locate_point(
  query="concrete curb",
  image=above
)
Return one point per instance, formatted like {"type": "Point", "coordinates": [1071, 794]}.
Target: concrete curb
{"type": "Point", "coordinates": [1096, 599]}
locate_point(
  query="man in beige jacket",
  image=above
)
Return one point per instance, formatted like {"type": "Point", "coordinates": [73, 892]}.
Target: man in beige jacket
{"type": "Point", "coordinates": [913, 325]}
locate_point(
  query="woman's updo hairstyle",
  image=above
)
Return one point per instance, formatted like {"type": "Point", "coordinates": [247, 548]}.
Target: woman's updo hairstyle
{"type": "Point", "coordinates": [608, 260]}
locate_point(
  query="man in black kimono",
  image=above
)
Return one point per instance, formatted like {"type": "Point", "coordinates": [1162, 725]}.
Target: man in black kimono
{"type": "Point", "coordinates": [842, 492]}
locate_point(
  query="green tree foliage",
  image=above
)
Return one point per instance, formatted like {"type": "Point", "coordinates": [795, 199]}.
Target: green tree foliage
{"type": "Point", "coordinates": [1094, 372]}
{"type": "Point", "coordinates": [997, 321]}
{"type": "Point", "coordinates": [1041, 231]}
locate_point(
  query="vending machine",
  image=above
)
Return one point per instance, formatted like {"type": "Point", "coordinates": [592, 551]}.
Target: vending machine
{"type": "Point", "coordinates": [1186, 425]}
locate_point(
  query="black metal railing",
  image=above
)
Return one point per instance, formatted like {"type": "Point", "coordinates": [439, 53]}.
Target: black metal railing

□ □ □

Please find each line in the listing above that contains the word "black" and copy those lines out. Case counts.

  query="man in black kimono",
Target: man in black kimono
  query="black metal railing",
Target: black metal railing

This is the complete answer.